::: Data supplied :::

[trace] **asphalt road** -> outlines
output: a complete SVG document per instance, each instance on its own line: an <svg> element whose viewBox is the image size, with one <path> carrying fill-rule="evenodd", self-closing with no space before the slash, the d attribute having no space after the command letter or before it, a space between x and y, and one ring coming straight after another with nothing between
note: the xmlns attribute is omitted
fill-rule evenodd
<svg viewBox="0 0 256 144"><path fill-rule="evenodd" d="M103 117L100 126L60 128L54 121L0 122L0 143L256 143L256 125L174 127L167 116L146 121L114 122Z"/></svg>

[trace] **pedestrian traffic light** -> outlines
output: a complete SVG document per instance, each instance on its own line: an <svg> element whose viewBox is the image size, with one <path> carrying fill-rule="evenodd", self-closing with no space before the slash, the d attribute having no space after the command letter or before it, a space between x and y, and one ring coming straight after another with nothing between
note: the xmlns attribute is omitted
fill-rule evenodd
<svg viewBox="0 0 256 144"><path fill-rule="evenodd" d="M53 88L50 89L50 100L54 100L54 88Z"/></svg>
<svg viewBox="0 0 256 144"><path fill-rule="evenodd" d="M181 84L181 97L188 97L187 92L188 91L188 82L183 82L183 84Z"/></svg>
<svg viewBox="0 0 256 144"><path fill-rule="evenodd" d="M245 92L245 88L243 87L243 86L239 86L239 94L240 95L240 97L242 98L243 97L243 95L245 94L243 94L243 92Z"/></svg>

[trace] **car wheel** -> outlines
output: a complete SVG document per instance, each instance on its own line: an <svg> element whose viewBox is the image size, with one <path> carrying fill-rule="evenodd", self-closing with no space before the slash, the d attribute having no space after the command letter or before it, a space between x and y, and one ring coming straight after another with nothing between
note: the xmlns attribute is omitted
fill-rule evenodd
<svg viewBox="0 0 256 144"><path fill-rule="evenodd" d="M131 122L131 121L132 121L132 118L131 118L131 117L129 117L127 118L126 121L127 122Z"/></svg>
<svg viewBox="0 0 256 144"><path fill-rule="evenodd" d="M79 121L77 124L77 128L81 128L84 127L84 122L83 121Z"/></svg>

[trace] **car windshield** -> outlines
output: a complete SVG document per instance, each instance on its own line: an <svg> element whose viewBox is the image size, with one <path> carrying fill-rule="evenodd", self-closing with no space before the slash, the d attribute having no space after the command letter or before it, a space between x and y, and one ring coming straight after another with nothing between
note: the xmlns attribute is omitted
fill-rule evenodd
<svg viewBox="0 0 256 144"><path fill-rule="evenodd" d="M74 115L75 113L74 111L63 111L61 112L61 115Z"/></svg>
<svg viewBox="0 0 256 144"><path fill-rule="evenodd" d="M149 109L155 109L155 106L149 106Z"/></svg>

:::
::: Data supplied :::

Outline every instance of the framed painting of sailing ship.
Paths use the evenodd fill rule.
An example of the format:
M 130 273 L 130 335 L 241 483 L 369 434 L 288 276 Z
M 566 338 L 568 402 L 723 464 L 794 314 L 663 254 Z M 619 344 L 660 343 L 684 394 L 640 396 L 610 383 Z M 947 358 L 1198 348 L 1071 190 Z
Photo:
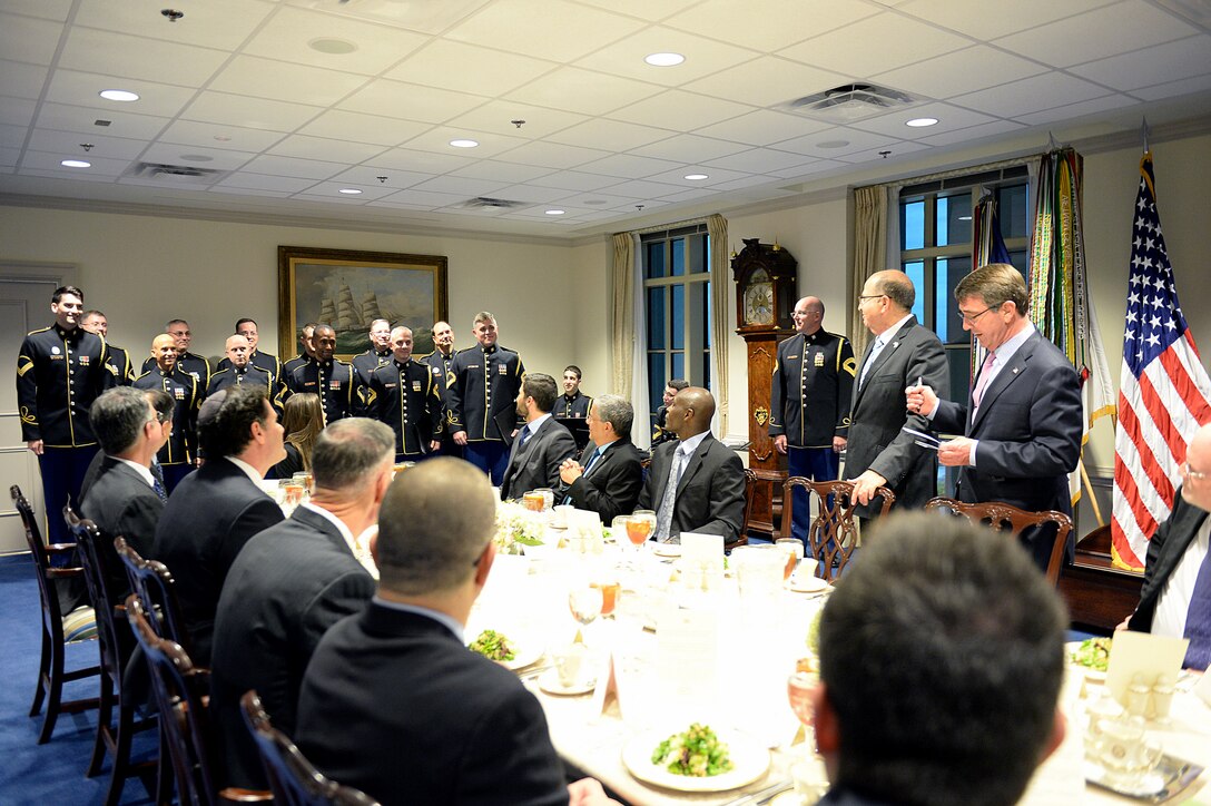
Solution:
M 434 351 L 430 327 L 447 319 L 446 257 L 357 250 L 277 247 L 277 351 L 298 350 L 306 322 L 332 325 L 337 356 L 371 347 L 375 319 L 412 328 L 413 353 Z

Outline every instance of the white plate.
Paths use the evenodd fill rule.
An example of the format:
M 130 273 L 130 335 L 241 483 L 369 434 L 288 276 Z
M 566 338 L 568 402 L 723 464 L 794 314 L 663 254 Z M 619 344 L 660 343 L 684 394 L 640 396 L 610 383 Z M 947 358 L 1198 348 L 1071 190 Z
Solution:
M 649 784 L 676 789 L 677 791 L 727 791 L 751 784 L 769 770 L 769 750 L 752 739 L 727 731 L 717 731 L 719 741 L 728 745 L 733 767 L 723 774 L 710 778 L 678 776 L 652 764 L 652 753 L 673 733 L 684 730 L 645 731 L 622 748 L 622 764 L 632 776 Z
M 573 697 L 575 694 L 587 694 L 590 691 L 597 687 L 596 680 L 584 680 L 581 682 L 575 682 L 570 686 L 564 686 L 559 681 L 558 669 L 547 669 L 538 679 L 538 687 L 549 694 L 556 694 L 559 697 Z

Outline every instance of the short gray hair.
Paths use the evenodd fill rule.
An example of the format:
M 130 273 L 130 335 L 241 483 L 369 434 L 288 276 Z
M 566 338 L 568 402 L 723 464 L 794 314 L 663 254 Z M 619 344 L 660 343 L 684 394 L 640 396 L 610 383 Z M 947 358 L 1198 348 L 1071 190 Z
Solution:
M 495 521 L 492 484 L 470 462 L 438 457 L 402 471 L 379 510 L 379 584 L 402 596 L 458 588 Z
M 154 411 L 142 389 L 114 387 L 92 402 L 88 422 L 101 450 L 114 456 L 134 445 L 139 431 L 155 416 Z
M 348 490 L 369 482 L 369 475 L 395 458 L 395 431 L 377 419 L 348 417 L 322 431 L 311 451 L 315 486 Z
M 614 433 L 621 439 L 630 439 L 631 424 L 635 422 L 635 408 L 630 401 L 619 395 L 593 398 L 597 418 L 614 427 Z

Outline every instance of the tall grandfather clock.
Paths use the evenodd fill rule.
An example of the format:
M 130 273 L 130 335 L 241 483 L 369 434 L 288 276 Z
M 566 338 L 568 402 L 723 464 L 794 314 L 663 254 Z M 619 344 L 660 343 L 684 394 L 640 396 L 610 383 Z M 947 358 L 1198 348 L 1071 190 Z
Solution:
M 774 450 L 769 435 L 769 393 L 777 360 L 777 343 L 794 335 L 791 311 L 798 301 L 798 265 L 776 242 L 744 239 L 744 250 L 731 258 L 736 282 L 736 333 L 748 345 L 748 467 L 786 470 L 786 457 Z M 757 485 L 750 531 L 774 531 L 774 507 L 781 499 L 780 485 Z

:::

Task goal - Substitute "left out" for "omitted" in the lines starting at the one that contains "[trace] **pedestrian traffic" and ending at the one that contains "92L245 88L243 87L243", both included, and give back only those lines with everything else unchanged.

Exercise solution -
[trace] **pedestrian traffic light** -> outlines
output: a complete SVG document per instance, each instance on its own line: an <svg> element whose viewBox is the image size, with one <path> carrying fill-rule="evenodd", self-closing with no space before the slash, the d attribute having no space after the command letter or before it, a space between x and y, and one ring coming straight after another with nothing between
note: the xmlns attribute is left out
fill-rule evenodd
<svg viewBox="0 0 256 144"><path fill-rule="evenodd" d="M53 88L50 89L50 100L54 100L54 88Z"/></svg>
<svg viewBox="0 0 256 144"><path fill-rule="evenodd" d="M181 84L181 97L188 97L187 92L188 91L188 82L183 82L183 84Z"/></svg>
<svg viewBox="0 0 256 144"><path fill-rule="evenodd" d="M245 92L245 88L243 87L243 86L239 86L239 94L240 95L240 97L242 98L243 97L243 95L245 94L243 94L243 92Z"/></svg>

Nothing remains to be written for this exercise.